**What the task asks:** Present each line of the listing below as a numbered list, leaving out any blank lines.

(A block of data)
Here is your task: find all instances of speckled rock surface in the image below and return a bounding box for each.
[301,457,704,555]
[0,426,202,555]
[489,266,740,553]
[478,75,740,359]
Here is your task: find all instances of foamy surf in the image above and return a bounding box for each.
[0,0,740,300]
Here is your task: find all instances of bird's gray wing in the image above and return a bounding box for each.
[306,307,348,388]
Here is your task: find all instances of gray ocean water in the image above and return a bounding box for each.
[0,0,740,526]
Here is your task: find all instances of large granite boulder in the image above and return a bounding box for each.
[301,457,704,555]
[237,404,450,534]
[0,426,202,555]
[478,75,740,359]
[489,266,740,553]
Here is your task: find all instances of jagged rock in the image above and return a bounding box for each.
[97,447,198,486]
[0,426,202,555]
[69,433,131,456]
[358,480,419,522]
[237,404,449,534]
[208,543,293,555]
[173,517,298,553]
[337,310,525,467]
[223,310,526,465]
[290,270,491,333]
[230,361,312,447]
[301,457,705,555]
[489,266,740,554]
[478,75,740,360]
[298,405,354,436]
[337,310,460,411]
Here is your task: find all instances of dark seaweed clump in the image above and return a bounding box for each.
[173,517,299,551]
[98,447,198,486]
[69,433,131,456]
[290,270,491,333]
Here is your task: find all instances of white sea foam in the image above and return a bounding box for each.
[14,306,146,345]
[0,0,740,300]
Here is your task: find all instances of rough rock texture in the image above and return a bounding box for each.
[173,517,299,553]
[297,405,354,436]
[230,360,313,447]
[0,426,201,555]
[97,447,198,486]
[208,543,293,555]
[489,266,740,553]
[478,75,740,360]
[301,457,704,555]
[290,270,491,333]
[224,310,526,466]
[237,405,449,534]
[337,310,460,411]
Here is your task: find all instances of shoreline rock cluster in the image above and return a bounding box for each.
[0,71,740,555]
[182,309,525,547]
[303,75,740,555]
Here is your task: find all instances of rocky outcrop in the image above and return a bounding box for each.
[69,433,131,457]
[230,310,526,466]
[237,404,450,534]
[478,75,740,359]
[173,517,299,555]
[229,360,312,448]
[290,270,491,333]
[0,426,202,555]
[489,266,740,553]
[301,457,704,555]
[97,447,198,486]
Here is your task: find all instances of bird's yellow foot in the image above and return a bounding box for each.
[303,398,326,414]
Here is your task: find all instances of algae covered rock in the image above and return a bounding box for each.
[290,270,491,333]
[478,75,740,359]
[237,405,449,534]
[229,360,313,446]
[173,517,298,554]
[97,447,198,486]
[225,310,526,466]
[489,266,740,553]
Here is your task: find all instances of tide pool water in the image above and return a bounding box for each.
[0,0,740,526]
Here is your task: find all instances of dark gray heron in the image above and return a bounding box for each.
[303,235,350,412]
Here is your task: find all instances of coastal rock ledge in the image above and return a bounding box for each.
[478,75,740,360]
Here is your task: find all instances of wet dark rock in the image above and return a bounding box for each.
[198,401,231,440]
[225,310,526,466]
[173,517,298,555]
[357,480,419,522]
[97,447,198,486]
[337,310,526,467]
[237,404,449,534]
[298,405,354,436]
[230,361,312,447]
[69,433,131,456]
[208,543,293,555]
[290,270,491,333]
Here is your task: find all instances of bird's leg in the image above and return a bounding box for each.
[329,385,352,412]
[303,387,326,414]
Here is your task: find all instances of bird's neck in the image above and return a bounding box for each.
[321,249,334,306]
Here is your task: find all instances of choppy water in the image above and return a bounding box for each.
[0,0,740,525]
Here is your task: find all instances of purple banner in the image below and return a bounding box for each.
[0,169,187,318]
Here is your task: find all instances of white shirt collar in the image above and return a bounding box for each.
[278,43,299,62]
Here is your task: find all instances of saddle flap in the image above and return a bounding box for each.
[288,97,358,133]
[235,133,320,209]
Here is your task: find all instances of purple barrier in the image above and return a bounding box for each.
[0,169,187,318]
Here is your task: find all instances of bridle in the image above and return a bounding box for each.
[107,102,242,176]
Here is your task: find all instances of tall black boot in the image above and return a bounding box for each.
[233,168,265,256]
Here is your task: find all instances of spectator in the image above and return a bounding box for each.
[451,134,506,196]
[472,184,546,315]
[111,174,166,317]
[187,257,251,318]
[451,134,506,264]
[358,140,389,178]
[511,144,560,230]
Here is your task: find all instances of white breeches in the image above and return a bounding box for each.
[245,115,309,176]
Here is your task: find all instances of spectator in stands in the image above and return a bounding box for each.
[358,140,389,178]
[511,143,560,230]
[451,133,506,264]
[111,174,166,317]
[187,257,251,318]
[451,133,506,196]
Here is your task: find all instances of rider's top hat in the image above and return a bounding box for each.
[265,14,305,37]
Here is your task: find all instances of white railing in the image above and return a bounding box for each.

**Result:**
1. Here is your task: find all instances of speckled rock surface in the image below and return a bounding box for each.
2. [301,457,704,555]
3. [0,426,202,555]
4. [489,266,740,553]
5. [478,75,740,359]
6. Here is your task: find all instances of foamy surf in the image above and return a bounding box for each.
7. [0,0,740,300]
8. Here is your task: find all instances of bird's gray wing in the image above and return a bounding box for each.
9. [306,307,348,388]
10. Here is your task: find all instances of gray ocean water in the image above and return a bounding box for each.
11. [0,0,740,526]
12. Here is your task: find all instances of large granite boulder in the image above and return a bounding box for each.
13. [301,457,704,555]
14. [237,404,450,534]
15. [0,426,202,555]
16. [478,75,740,359]
17. [489,266,740,553]
18. Here is your task: find all instances of jagged rock in the image above and return a bounding box for each.
19. [97,447,198,486]
20. [0,426,202,555]
21. [69,433,131,456]
22. [358,480,419,522]
23. [237,404,449,534]
24. [208,543,293,555]
25. [173,517,298,553]
26. [337,310,525,467]
27. [223,310,526,465]
28. [290,270,491,333]
29. [230,361,312,447]
30. [301,457,705,555]
31. [489,266,740,554]
32. [478,75,740,360]
33. [298,405,354,436]
34. [337,310,460,411]
35. Here is your task: find all instances of dark seaweed clump in the image above and return a bounding box for each.
36. [173,517,299,551]
37. [98,447,198,486]
38. [69,433,131,456]
39. [290,270,491,333]
40. Here is your task: find all instances of white sea foam in the image above and return a bounding box for each.
41. [14,306,146,345]
42. [0,0,740,300]
43. Here is your task: find all instances of rough rock texture in the image above and return a bounding box for each.
44. [173,517,299,553]
45. [297,405,354,436]
46. [230,360,313,447]
47. [0,426,201,555]
48. [97,447,198,486]
49. [208,543,293,555]
50. [489,266,740,553]
51. [478,75,740,360]
52. [301,457,704,555]
53. [290,270,491,333]
54. [224,310,526,466]
55. [237,405,449,534]
56. [337,310,460,411]
57. Here is your task: find all instances of shoreline rock cluster in the image above and return a bounding box for each.
58. [0,71,740,555]
59. [182,309,525,547]
60. [303,75,740,555]
61. Here is your task: find all instances of rocky outcrop in the image above and return a bounding box for each.
62. [69,433,131,457]
63. [230,310,526,466]
64. [237,404,450,534]
65. [478,75,740,359]
66. [173,517,299,555]
67. [229,360,312,448]
68. [290,270,491,333]
69. [0,426,202,555]
70. [489,266,740,553]
71. [301,457,704,555]
72. [97,447,198,486]
73. Here is your task: find all instances of bird's yellow foot in the image above and return a bounding box for each.
74. [303,398,326,414]
75. Here is your task: find all instances of algae covered rock in the image above and return a bounding box for each.
76. [290,270,491,333]
77. [478,75,740,359]
78. [237,405,449,534]
79. [229,360,313,446]
80. [173,517,298,554]
81. [97,447,198,486]
82. [225,310,526,466]
83. [489,266,740,553]
84. Here is your task: find all instances of tide pool water in the image above and return a bounding box for each.
85. [0,0,740,526]
86. Here is your task: find all instances of dark gray heron in the image above and return a bounding box for each.
87. [303,235,350,412]
88. Here is your task: find all instances of coastal rock ledge in the image above and return a bounding box for each.
89. [478,75,740,360]
90. Here is your task: find all instances of wet dark rock in the image above and return a bounding box for each.
91. [198,401,231,440]
92. [225,310,526,466]
93. [173,517,298,555]
94. [357,480,419,522]
95. [97,447,198,486]
96. [337,310,526,467]
97. [237,404,449,534]
98. [298,405,354,436]
99. [230,361,312,447]
100. [69,433,131,456]
101. [208,543,293,555]
102. [290,270,491,333]
103. Here is your task: find all instances of bird's leg in the image above and return a bounding box for each.
104. [329,385,352,412]
105. [303,387,326,414]
106. Here is your task: find all instances of bird's neck in the image above and return a bounding box for each.
107. [321,249,334,306]
108. Here is your task: find all instances of choppy water in the image above and return a bounding box for each.
109. [0,0,740,525]
110. Here is your task: find all instances of purple banner in the image below and return a bounding box for each.
111. [0,169,187,318]
112. Here is your task: find all instances of white shirt collar in the image above and return a bounding box for each.
113. [278,43,299,62]
114. Here is your task: find all instances of saddle flap in the image above and return a bounding box for each.
115. [288,97,358,133]
116. [235,133,320,209]
117. Here is your task: find all instances of purple barrier in the image above and return a bounding box for each.
118. [0,169,187,318]
119. Here is your task: find all instances of bridle in the image above and return a bounding box for each.
120. [107,102,242,176]
121. Here is your task: find all instances of tall black boot in the image above and return a bounding box for each.
122. [233,168,265,256]
123. Here is your task: find all instances of spectator in the image above and return a bounding box for each.
124. [451,134,506,196]
125. [472,184,546,315]
126. [111,174,166,317]
127. [187,257,251,318]
128. [451,134,506,264]
129. [358,140,389,178]
130. [511,144,560,230]
131. Here is your task: find all instances of white breeches in the image above and return a bounding box for each.
132. [245,115,309,176]
133. Here is your task: find all instances of spectator in stands in the image above and return a bounding box for each.
134. [358,140,389,178]
135. [511,143,560,230]
136. [451,133,506,264]
137. [111,174,166,317]
138. [187,257,251,318]
139. [451,133,506,196]
140. Here is your task: find all instances of rider's top hat in the image above and return a bounding box for each.
141. [265,14,305,37]
142. Here is your task: find all instances of white railing in the image above and return a bounding box for each.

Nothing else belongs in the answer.